## 本文抜粋:
★ ★ ★ ★ ★
写真 Photo

いま港にあるものや人を写真で遺す。今回は大きく2つの視点から撮影と制作を行っています。1つは目の前のものを真っ直ぐに見つめる視点。築地神社にまつわる撮影では宮司の大原良彦氏を、地蔵盆まつりに関しては、まつりに特化せず、港の踊り文化を支えてこられた師範の豊淑道(渡邊江美)氏の肖像写真を撮影し、最も保存性が高いと言われているプラチナ・パラジウムプリントで仕上げています。いまの港を支えてきた人を記録し、且つ後世まで遺す試みです。2つ目の視点では、普段見過ごしてしまうような景観を取り上げています。築地神社境内にある杜と神社創建当初から残る倉庫が主ですが、変わらずそこにあるもの、かつての人たちも眺めていたであろう光景を思いながら撮影を行いました。見えているけれど、見えない。だからこそ、私たちの想像を掻き立て、港と個が持ち得る記憶とを写真が繋げてくれる気がするのです。
★ ★ ★ ★ ★
## 入力データ:

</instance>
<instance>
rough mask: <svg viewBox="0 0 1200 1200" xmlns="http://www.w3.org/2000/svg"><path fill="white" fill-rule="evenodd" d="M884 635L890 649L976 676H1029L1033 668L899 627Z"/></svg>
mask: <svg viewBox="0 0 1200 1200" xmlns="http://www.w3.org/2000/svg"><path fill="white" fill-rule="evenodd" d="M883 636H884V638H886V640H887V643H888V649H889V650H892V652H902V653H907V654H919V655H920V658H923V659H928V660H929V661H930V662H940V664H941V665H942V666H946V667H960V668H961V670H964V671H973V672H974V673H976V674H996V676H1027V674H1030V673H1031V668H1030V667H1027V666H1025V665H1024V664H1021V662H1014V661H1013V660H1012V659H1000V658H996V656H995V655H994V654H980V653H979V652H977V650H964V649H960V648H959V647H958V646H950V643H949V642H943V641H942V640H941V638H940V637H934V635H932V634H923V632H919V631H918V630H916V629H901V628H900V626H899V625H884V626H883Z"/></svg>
★ ★ ★ ★ ★
## 設問一覧:
(1) 本文抜粋で撮影の対象として挙げられている人物と景観をすべて挙げよ。
(2) 本文抜粋によると、肖像写真は何というプリントで仕上げられているか。
(3) 本文抜粋の「いま港にあるものや人を写真で」から「繋げてくれる気がするのです。」までを、その部分も含めて一字一句違えずに書き写してください。

## 演習の結果:
(1)
宮司の大原良彦氏
師範の豊淑道(渡邊江美)氏
築地神社境内にある杜
神社創建当初から残る倉庫

(2) プラチナ・パラジウムプリント

(3)
いま港にあるものや人を写真で遺す。今回は大きく2つの視点から撮影と制作を行っています。1つは目の前のものを真っ直ぐに見つめる視点。築地神社にまつわる撮影では宮司の大原良彦氏を、地蔵盆まつりに関しては、まつりに特化せず、港の踊り文化を支えてこられた師範の豊淑道(渡邊江美)氏の肖像写真を撮影し、最も保存性が高いと言われているプラチナ・パラジウムプリントで仕上げています。いまの港を支えてきた人を記録し、且つ後世まで遺す試みです。2つ目の視点では、普段見過ごしてしまうような景観を取り上げています。築地神社境内にある杜と神社創建当初から残る倉庫が主ですが、変わらずそこにあるもの、かつての人たちも眺めていたであろう光景を思いながら撮影を行いました。見えているけれど、見えない。だからこそ、私たちの想像を掻き立て、港と個が持ち得る記憶とを写真が繋げてくれる気がするのです。